■ Instruction ■
Reproduce all of the entries below, substituting "Object" for every occurrence of "Target" and changing nothing else. Leave out the pictures.

■ Input records ■
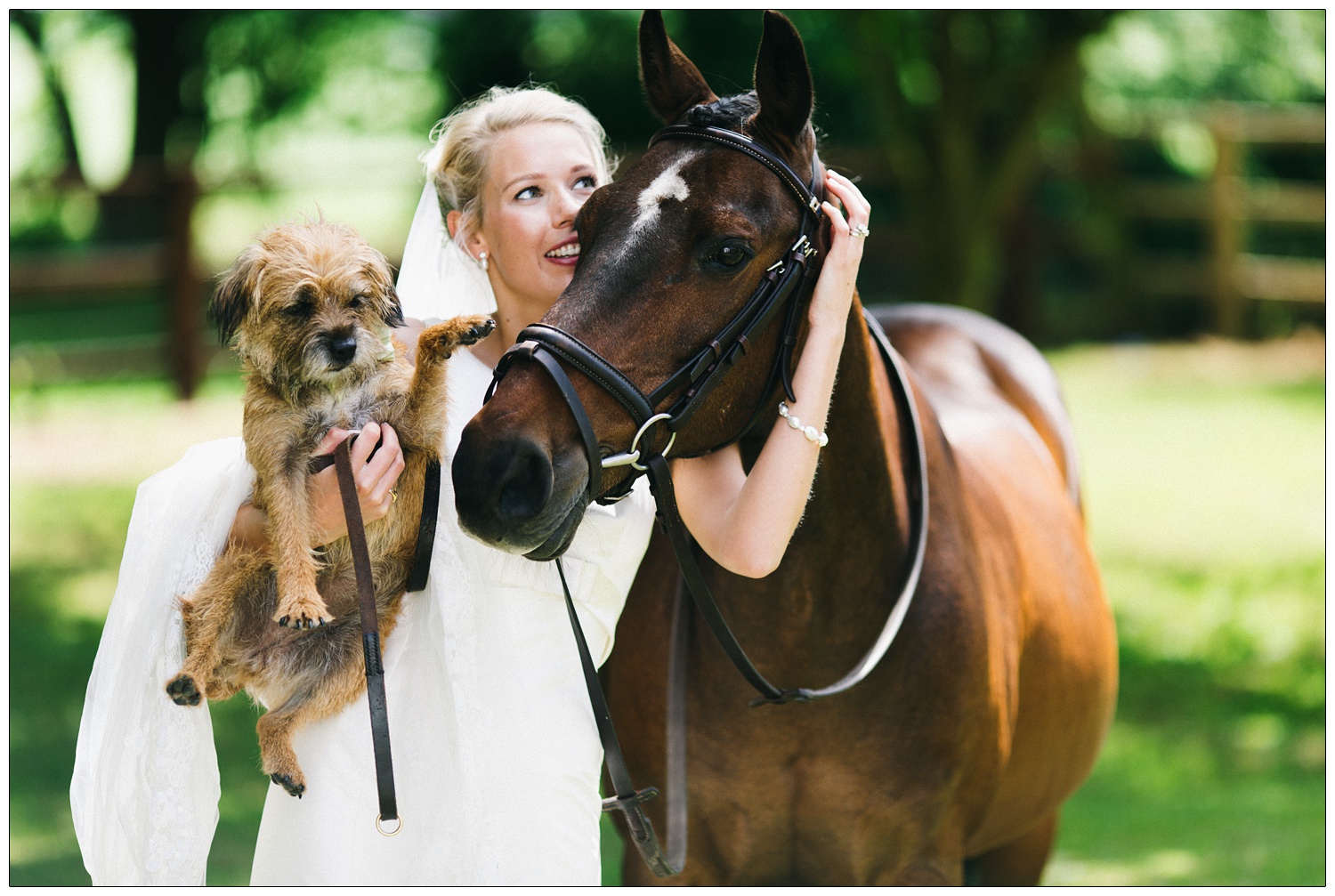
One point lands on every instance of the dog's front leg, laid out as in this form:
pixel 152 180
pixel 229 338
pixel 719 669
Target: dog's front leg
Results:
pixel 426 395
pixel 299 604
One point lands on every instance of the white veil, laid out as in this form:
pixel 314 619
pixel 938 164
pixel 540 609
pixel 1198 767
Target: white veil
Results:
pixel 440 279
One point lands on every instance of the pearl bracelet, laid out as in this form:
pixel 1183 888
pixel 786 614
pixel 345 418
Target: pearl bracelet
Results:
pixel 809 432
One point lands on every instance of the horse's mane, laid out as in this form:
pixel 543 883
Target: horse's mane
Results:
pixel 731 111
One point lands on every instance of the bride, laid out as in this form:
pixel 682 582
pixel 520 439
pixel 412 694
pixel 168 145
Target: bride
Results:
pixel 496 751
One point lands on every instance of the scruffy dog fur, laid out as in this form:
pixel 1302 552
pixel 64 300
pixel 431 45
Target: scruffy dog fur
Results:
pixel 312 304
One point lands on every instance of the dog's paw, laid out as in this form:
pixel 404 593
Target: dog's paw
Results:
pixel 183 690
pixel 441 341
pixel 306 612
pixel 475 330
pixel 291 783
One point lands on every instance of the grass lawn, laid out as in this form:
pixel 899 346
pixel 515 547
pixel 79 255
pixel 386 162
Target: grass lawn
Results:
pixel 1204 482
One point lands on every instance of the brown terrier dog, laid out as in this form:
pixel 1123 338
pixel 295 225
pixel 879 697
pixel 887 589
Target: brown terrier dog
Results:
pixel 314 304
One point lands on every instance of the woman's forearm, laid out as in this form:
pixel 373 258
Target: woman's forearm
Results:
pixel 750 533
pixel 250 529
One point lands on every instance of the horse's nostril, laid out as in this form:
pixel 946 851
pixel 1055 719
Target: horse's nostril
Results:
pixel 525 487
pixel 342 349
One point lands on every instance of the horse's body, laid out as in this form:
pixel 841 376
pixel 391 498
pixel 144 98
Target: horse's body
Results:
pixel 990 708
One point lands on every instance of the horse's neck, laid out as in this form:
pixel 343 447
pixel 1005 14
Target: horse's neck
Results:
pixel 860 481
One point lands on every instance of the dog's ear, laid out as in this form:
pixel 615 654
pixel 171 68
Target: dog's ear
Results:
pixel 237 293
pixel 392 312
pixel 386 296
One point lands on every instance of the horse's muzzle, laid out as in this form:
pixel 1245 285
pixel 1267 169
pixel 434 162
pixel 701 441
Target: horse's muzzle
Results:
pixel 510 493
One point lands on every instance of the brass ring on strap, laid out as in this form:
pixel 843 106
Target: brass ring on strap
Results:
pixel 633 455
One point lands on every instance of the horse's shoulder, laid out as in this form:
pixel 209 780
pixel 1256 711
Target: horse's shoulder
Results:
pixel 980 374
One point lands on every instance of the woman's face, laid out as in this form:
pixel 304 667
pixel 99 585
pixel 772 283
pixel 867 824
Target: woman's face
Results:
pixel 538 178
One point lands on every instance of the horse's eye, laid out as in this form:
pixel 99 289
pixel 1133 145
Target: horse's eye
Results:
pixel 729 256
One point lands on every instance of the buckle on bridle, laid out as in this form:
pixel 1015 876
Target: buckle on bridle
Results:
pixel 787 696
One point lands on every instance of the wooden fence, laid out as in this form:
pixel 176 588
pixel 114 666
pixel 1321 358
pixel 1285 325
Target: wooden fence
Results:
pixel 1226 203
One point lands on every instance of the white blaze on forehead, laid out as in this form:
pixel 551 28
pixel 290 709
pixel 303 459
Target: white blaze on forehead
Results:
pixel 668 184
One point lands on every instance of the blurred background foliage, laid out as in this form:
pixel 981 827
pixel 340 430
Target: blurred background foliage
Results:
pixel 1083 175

■ Response to the task ■
One point lands on every instance of the dog's front leg, laid out as in this form:
pixel 152 180
pixel 229 338
pixel 719 669
Object: dog's front leg
Results:
pixel 426 395
pixel 299 604
One point lands on every instance of the white veil, laid out as in this form:
pixel 314 619
pixel 938 164
pixel 540 609
pixel 1198 767
Object: white veil
Results:
pixel 440 279
One point lands on every instance of the pearl bracelet, laid out as in this form:
pixel 1183 888
pixel 786 614
pixel 345 418
Object: pearl bracelet
Results:
pixel 809 432
One point lands on every instance of the horse's mane, laid out as in this form:
pixel 543 883
Object: horse's mane
Results:
pixel 731 111
One point lands on every instance of the bride, laid out as in this form:
pixel 682 582
pixel 520 439
pixel 412 694
pixel 168 145
Object: bride
Results:
pixel 496 751
One point lands on every instance of the scruffy dog fur, laid out as in this form:
pixel 1302 552
pixel 64 300
pixel 431 45
Object: scruffy dog fur
Results:
pixel 312 304
One point lands on every instance of the dog's paw, laid out as in this form:
pixel 404 593
Object: dog's paw
Results:
pixel 183 690
pixel 441 341
pixel 306 612
pixel 475 330
pixel 291 783
One point lands on every instance of the grass lawn, laid out as in this form:
pixel 899 346
pixel 515 547
pixel 79 255
pixel 386 162
Object: grass lawn
Results:
pixel 1204 482
One point lands on every instance of the brown terrier dog, laid out as in this form:
pixel 1123 338
pixel 295 225
pixel 879 697
pixel 887 589
Object: brown terrier dog
Results:
pixel 314 304
One point lands on every instance of the woman's forearm, laid out as in this form:
pixel 373 258
Object: woman's forearm
Results:
pixel 750 533
pixel 250 529
One point lands on every instance of the horse's nostril, laid out as in this form:
pixel 946 851
pixel 1055 719
Object: horse's nostril
Results:
pixel 525 487
pixel 342 349
One point lands on every instance of the horse's body, laid out as in this form:
pixel 841 376
pixel 391 498
pixel 144 98
Object: horse's body
Results:
pixel 990 708
One point lands on every instance of the horse's neck, laid out as in this form:
pixel 343 447
pixel 1005 14
Object: horse's neck
Results:
pixel 860 481
One point lands on every instance of the dog's ear, laid out as in this form:
pixel 615 654
pixel 171 68
Object: dog's ear
Results:
pixel 237 293
pixel 392 312
pixel 386 296
One point lands on every instance of the horse's muzzle, laid out as in this form:
pixel 1245 285
pixel 1267 169
pixel 434 162
pixel 701 441
Object: horse's muzzle
Results:
pixel 510 493
One point lands on every instance of the brass ring on strap, laid out as in this form:
pixel 843 106
Object: brass ring on strap
Results:
pixel 633 455
One point lands on every instance of the horse's shoulder, laid out as in this form:
pixel 209 780
pixel 1256 711
Object: horse's shoulder
Results:
pixel 980 374
One point lands on every instance of the woman's face, laid out as in this form:
pixel 304 667
pixel 99 585
pixel 772 283
pixel 867 824
Object: woman's face
Results:
pixel 538 178
One point lands on every instance of the horse's eye, laid out as in this form:
pixel 99 289
pixel 1133 145
Object: horse's eye
Results:
pixel 729 256
One point lands on every instance of the buckle on bridle, laid out as in this form:
pixel 1015 876
Object: buckle on bridle
Results:
pixel 787 696
One point lands on every instance of the wooden fence, laid out as in this form:
pixel 176 588
pixel 114 666
pixel 1321 358
pixel 1285 325
Object: wooden fence
Results:
pixel 1226 203
One point lands on every instance of the white blaze on forehead, laid out as in this form:
pixel 551 28
pixel 290 709
pixel 303 459
Object: white blaze on forehead
Results:
pixel 668 184
One point lands on every instance of the blurred background foliage, laid out as in this form:
pixel 981 827
pixel 340 430
Object: blurred background foliage
Results:
pixel 1083 175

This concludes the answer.